Mariel Hemingway Opens Up About Her Family’s Depression

Image by Karen Leon
“I come from one of the greatest American families in the world,” said Mariel Hemingway, Academy-Award-nominated actress, mother, mental health advocate and now author of “Out Came the Sun: Overcoming the Legacy of Mental Illness, Addiction and Suicide in my Family.”
Speaking to guests at the Hope for Depression Research Foundation’s Ninth Annual HOPE Luncheon Seminar at 583 Park Avenue, Hemingway added: “My grandfather was one of the greatest writers of the 20th-21st century… But he was deeply depressed…in a dark, dark place a lot of his life. He believed that darkness was what made him write better — a severe alcoholic — there is not one country I have gone to where some old person told me ‘I had a drink with your grandfather!’”
“Growing up in this family — while creative and wonderful people I love — I watched my parents self-medicate with alcohol for their own depression. My mother lost her first husband in [WWII]… My father was the son of Ernest [who committed suicide] and a writer… to be the son of someone who takes their life is so difficult to live with. It doesn’t matter what age they are when they took their life. “
“My life was about survival, I was terrified in a house with a family where people said we were cursed.” Describing her “many plans — gurus, doctors, medication… someone to give me the answer so I would not pass it on to my two daughters” she found an upside…” that included a visit with the Dalai Lama who “listened, put his hands on me and said, ‘You’re O.K.’”

DATA FOR REVIEW ▸
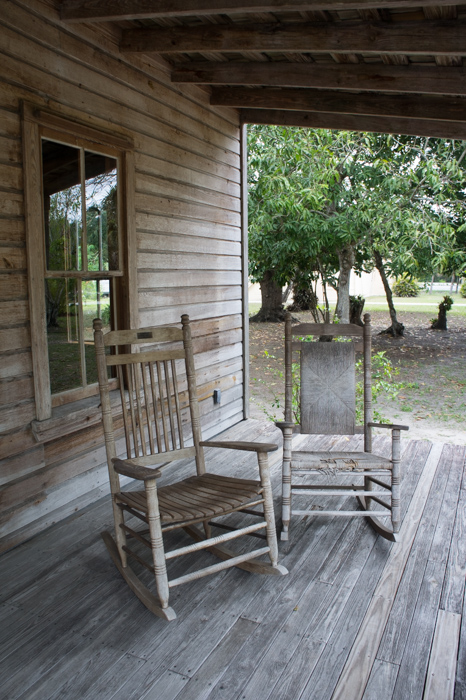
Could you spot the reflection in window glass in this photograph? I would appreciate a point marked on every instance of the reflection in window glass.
(71, 306)
(101, 212)
(82, 240)
(62, 206)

TASKS TO CARRY OUT ▸
**A.** Answer these from the article about Mariel Hemingway's family:
(i) At what address was the luncheon held?
(ii) Whom did Hemingway's mother lose in WWII?
(iii) What did the Dalai Lama say to Hemingway?
**B.** Do these statements agree with the article about Mariel Hemingway's family? Answer yes or no for each, quoting the words that decide it.
(i) Hemingway spoke at the foundation's ninth annual luncheon seminar.
(ii) Hemingway has three daughters.
(iii) Her grandfather believed darkness made him write worse.
**C.** Carry the article about Mariel Hemingway's family forward from the point where it stops.

TASK-BY-TASK RESULTS ▸
**A.**
(i) 583 Park Avenue
(ii) Her first husband
(iii) "You're O.K."

**B.**
(i) Yes: "Hope for Depression Research Foundation’s Ninth Annual HOPE Luncheon Seminar"
(ii) No: "so I would not pass it on to my two daughters"
(iii) No: "He believed that darkness was what made him write better"

**C.**
“What people don’t understand about depression is it’s a brain problem, a life problem…I want to take the “I” out of illness putting “w” in as in wellness… Mental illness cannot be fought alone… it’s a “we solution.”
Audrey Gruss, HDRF founder and event Chair presented the award to Mariel and thanked the roster of speakers and event participants — Dr. Charles O’Brien, Prof. of Psychiatry and Founding Director of theCenter for Studies in Addiction at the University of Pennsylvania who detailed new treatments for depression and alcoholism. Dr. Huda Akil who spoke about new genes and proteins that had been identified “to point the way to potential new medications,” and actress Demi Lovato who launched the “Be Vocal: Speak Up for Mental Health” initiative.
Prefacing the event, emcee Chuck Scarborough offered a sobering overview of “our [extreme] association of celebration with beer, wine and liquor” staring with “Prohibition… popular cinema history, John Belushi (“Animal House”) W.C. Fields and Dudley Moore in the [inebriated] 1992 blockbuster “Arthur”… It is fashionable for celebrities to announce they are going to rehab… In 2014 alone—according to the CDC — 88,000 adults died in the U.S. from alcohol consumption. There are more than one million alcohol-related visits to the emergency room and 10,000 alcohol-related driving fatalities.”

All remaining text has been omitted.